__DOCUMENT TEXT__:
======
Is Coffee Healthy or Bad?


Considering all the past concern about possible health risks from drinking coffee, newer reports of coffee’s possible protective effects may leave many people confused.

Overall, recent studies suggest that coffee (regular and decaffeinated) may offer a variety of health benefits against diseases such as cancer and diabetes. However, coffee may not deserve a place in the same category with other healthful foods like vegetables, fruits and whole grains.

Laboratory studies suggest that the anti-inflammatory, antioxidant compounds in coffee could help reduce risk of cancer. Coffee also has a tendency to speed the passage of waste through the digestive tract. Potentially, this may lessen the time that cancer-causing compounds spend in contact with the intestinal tract, which could reduce the risk of colon cancer. Population studies, however, tend to split between coffee intake having no effect on or reducing risk of breast and colon cancer.

Diabetes Prevention

The case for coffee’s ability to protect against diabetes is strengthened by several recent studies. In the Iowa Women’s Health Study, more than 28,000 women were followed for 11 years. The women who drank four or more cups of coffee daily were about 20 percent less likely to develop diabetes. That became a 30 to 40 percent drop among those who drank decaf coffee.
======
__SUPPLIED MATERIAL__:

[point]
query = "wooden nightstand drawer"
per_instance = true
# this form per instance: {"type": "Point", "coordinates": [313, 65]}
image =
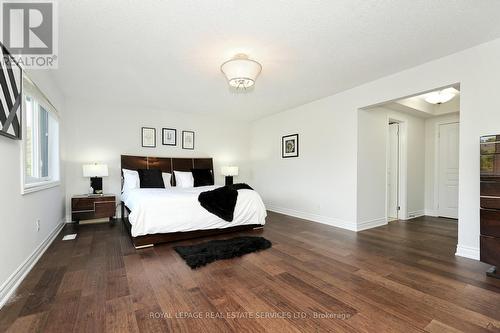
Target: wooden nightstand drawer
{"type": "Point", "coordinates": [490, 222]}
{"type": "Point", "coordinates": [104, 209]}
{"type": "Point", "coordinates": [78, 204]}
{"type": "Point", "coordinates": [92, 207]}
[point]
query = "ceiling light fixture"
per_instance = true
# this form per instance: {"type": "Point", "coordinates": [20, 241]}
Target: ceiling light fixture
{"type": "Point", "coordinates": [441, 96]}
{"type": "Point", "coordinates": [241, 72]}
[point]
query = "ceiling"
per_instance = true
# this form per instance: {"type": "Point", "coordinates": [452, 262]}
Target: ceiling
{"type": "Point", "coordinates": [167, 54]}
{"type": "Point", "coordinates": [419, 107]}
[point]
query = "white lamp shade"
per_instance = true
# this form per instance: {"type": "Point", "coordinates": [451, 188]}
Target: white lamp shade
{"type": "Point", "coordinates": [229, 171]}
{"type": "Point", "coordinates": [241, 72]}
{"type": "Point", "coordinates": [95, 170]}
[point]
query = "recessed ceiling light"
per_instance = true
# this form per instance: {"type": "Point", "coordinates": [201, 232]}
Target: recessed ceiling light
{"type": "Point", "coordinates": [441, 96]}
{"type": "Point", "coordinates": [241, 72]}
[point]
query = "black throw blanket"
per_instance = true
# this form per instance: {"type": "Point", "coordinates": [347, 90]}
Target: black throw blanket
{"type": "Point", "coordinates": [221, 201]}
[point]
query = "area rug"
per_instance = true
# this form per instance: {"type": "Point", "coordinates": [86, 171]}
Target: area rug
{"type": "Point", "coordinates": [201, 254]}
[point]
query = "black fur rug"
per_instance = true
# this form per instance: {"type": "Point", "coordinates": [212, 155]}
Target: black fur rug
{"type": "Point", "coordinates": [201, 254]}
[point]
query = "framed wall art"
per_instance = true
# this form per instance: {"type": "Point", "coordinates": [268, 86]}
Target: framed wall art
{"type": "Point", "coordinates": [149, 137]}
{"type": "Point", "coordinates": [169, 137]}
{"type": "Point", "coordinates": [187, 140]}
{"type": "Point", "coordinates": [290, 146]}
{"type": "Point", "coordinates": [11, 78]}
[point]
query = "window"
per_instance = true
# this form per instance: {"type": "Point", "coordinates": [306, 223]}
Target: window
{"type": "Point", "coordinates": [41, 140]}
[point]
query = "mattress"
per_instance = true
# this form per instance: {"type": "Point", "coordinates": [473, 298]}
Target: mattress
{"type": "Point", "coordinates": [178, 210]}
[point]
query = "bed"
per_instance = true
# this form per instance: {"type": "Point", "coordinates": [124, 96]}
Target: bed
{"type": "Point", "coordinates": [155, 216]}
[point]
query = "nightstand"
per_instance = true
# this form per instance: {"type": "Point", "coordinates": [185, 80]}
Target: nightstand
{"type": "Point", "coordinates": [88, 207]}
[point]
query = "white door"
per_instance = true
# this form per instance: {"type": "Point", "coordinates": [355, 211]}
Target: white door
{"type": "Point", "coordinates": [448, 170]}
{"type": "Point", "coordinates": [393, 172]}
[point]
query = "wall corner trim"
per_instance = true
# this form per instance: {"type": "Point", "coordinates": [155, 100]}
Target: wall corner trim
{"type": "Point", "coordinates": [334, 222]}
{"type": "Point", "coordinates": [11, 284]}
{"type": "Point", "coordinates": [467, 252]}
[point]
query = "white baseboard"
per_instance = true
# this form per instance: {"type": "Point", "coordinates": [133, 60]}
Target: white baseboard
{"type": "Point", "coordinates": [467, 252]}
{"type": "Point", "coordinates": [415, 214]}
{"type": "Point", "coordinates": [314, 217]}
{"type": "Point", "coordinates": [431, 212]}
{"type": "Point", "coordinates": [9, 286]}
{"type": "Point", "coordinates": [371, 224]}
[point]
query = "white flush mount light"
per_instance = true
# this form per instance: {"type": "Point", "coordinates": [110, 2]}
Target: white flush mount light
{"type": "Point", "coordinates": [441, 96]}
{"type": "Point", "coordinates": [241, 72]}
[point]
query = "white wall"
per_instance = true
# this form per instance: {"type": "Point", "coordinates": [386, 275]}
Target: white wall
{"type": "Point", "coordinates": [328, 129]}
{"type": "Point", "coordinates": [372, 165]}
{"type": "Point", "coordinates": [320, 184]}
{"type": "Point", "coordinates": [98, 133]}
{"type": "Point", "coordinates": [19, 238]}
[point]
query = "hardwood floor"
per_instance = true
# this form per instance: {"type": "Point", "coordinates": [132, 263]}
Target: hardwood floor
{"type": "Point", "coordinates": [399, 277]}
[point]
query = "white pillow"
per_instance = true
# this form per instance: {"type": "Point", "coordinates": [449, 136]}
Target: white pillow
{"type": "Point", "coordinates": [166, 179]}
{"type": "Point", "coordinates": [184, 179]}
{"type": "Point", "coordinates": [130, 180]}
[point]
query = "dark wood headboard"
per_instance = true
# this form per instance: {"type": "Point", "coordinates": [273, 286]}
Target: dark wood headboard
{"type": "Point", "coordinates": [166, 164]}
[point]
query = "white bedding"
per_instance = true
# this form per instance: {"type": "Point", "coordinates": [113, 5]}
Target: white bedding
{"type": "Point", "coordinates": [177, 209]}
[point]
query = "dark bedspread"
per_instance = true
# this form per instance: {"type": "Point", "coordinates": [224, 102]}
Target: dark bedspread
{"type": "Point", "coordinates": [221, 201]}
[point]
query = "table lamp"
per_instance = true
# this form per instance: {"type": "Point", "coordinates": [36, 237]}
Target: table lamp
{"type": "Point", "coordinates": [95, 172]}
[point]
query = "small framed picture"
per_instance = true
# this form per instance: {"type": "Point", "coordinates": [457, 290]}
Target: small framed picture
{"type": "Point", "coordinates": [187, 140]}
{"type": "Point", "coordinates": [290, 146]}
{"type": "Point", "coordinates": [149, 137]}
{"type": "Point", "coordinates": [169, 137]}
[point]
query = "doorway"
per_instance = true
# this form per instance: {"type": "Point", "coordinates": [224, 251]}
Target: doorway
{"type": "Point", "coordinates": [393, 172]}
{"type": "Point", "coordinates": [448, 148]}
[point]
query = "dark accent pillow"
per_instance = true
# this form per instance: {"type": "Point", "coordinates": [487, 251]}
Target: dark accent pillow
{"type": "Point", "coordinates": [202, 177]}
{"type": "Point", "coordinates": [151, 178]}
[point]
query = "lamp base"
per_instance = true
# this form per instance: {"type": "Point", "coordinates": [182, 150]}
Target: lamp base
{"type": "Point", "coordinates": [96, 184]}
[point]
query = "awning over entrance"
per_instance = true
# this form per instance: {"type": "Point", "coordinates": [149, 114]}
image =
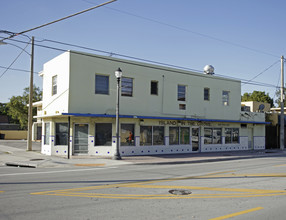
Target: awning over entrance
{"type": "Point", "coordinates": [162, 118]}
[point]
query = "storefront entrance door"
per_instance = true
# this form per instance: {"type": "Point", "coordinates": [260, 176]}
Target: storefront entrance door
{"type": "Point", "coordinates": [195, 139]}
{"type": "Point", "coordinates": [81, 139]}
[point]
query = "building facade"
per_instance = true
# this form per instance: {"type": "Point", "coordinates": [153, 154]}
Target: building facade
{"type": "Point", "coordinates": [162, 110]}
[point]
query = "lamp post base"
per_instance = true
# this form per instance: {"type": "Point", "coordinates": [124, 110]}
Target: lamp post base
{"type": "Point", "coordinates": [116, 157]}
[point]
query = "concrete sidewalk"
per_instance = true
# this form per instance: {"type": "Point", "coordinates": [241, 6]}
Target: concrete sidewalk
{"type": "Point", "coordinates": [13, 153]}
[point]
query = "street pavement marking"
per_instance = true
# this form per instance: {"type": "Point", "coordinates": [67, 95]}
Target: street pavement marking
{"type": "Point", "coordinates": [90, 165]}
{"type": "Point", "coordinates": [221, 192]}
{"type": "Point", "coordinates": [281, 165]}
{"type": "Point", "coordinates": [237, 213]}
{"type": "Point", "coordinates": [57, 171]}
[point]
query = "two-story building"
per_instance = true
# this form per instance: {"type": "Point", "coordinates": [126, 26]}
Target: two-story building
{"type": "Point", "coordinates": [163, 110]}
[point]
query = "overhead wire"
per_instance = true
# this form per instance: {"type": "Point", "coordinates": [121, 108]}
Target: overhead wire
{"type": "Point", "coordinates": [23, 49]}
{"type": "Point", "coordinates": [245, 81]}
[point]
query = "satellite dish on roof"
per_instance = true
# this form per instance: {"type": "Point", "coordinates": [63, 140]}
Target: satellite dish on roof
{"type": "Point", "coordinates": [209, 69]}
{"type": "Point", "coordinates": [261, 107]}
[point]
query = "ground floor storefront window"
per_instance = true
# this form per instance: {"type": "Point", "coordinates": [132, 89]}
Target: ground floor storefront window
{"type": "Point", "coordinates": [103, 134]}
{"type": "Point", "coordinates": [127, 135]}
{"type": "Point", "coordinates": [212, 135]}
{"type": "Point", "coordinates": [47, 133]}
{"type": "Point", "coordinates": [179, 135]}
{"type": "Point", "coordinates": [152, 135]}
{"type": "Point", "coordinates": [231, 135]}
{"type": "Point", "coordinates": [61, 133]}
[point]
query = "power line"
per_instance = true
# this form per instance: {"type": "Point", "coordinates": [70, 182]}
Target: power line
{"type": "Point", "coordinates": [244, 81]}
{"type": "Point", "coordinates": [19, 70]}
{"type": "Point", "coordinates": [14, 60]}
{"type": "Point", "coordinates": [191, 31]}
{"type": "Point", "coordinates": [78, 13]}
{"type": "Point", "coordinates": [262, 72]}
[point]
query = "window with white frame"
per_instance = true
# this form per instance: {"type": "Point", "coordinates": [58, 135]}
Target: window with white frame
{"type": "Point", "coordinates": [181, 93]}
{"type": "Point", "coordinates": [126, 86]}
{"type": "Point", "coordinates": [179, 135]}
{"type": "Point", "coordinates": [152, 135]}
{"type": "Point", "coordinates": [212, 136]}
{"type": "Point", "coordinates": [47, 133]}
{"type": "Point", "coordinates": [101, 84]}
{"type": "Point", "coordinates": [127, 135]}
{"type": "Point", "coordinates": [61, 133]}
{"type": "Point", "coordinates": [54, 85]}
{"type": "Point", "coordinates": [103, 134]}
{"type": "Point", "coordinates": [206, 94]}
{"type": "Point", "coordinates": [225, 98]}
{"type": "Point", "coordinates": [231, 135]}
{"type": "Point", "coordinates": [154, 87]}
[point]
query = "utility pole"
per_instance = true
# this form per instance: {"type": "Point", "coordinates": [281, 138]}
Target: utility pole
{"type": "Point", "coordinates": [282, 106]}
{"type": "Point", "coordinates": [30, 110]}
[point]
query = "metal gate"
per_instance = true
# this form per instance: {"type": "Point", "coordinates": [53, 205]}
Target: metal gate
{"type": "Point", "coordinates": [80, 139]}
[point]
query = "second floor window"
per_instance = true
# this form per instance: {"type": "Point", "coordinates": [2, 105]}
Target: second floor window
======
__WHAT TO WORK ON__:
A – Repeat word for word the part of the coffee text that opens with the words containing "Laboratory studies suggest" and closes with "drank decaf coffee.".
B – According to the coffee text, how much less likely to develop diabetes were the Iowa Women's Health Study participants who drank four or more cups of coffee daily?
Use only the coffee text.

__NUMBERED RESPONSES__:
A –
Laboratory studies suggest that the anti-inflammatory, antioxidant compounds in coffee could help reduce risk of cancer. Coffee also has a tendency to speed the passage of waste through the digestive tract. Potentially, this may lessen the time that cancer-causing compounds spend in contact with the intestinal tract, which could reduce the risk of colon cancer. Population studies, however, tend to split between coffee intake having no effect on or reducing risk of breast and colon cancer.

Diabetes Prevention

The case for coffee’s ability to protect against diabetes is strengthened by several recent studies. In the Iowa Women’s Health Study, more than 28,000 women were followed for 11 years. The women who drank four or more cups of coffee daily were about 20 percent less likely to develop diabetes. That became a 30 to 40 percent drop among those who drank decaf coffee.

B – About 20 percent less likely.